In the future, we plan to expand the suite of default estimation metrics to
include dynamic internal \diet system state information (\eg queue lengths).

\subsubsection{Developer-defined Performance Metrics}

Application developers may also define performance values to be included in a
\sed response to a client request.  For example, a \diet \sed that provides a
service to query particular databases may need to include information about
which databases are currently resident in its disk cache, in order that an
appropriate server be identified for each client request.  To store such
values, the \sed developer should first choose a unique integer identifier,
referred to as the \emph{tag} to denote each logical datum to be stored.
Values are associated with tags using the following interface:
\begin{code}
int diet\_est\_set(estVector\_t ev, int userTag, double value);
\end{code}
The \texttt{ev} parameter is the estimation vector where the value will be
stored, the \texttt{userTag} parameter denotes the chosen tag, and
\texttt{value} indicates the value to be associated with the tag.  Tagged data
are used to effect scheduling policies by defining custom server response
aggregation methods, described in Section~\ref{sect:agg_methods}.

\subsection{Estimation Function}\label{sect:est_fn}

The default behavior of a {\sed} when a service request arrives from its parent
agent is to store the following information in the request profile:
\begin{enumerate}
\item \textbf{Elapsed time since last execution}: To implement the default
  round-robin behavior in absence of scheduling facilities, each {\sed}
  stores a timestamp of its last execution.  When a service request arrives,
  the difference between that timestamp and the current time is added to the
  performance estimate.
\end{enumerate}
This is accomplished by using the \texttt{diet\_estimate\_lastexec} functions
described in Section~\ref{sect:estvector}.

Location identification entries
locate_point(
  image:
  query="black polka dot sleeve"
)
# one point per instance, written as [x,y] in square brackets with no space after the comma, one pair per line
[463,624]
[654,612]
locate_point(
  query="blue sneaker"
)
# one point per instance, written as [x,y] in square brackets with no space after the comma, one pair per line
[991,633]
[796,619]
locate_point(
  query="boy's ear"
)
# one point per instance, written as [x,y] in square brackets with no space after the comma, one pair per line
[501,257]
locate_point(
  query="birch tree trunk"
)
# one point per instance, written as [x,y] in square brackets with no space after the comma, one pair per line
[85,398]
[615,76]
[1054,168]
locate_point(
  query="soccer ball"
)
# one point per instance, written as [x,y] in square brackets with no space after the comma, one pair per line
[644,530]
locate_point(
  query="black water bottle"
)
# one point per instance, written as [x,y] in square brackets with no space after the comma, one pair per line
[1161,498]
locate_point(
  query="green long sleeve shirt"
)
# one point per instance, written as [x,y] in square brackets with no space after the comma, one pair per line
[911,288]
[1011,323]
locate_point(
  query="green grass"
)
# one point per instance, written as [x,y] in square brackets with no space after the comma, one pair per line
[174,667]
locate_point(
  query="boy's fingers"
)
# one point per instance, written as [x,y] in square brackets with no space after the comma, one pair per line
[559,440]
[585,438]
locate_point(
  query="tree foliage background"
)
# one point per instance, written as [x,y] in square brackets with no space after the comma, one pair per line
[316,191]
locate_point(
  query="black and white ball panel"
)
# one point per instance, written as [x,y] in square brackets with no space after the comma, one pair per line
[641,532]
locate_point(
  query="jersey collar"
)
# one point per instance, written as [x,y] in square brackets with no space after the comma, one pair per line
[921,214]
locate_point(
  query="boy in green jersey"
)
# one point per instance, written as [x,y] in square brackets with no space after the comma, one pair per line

◆ **WHAT IS NEEDED**:
Output the entire text on performance estimation metrics, copied character for character. The records have no part in this work.

◆ **FULL OUTPUT**:
In the future, we plan to expand the suite of default estimation metrics to
include dynamic internal \diet system state information (\eg queue lengths).

\subsubsection{Developer-defined Performance Metrics}

Application developers may also define performance values to be included in a
\sed response to a client request.  For example, a \diet \sed that provides a
service to query particular databases may need to include information about
which databases are currently resident in its disk cache, in order that an
appropriate server be identified for each client request.  To store such
values, the \sed developer should first choose a unique integer identifier,
referred to as the \emph{tag} to denote each logical datum to be stored.
Values are associated with tags using the following interface:
\begin{code}
int diet\_est\_set(estVector\_t ev, int userTag, double value);
\end{code}
The \texttt{ev} parameter is the estimation vector where the value will be
stored, the \texttt{userTag} parameter denotes the chosen tag, and
\texttt{value} indicates the value to be associated with the tag.  Tagged data
are used to effect scheduling policies by defining custom server response
aggregation methods, described in Section~\ref{sect:agg_methods}.

\subsection{Estimation Function}\label{sect:est_fn}

The default behavior of a {\sed} when a service request arrives from its parent
agent is to store the following information in the request profile:
\begin{enumerate}
\item \textbf{Elapsed time since last execution}: To implement the default
  round-robin behavior in absence of scheduling facilities, each {\sed}
  stores a timestamp of its last execution.  When a service request arrives,
  the difference between that timestamp and the current time is added to the
  performance estimate.
\end{enumerate}
This is accomplished by using the \texttt{diet\_estimate\_lastexec} functions
described in Section~\ref{sect:estvector}.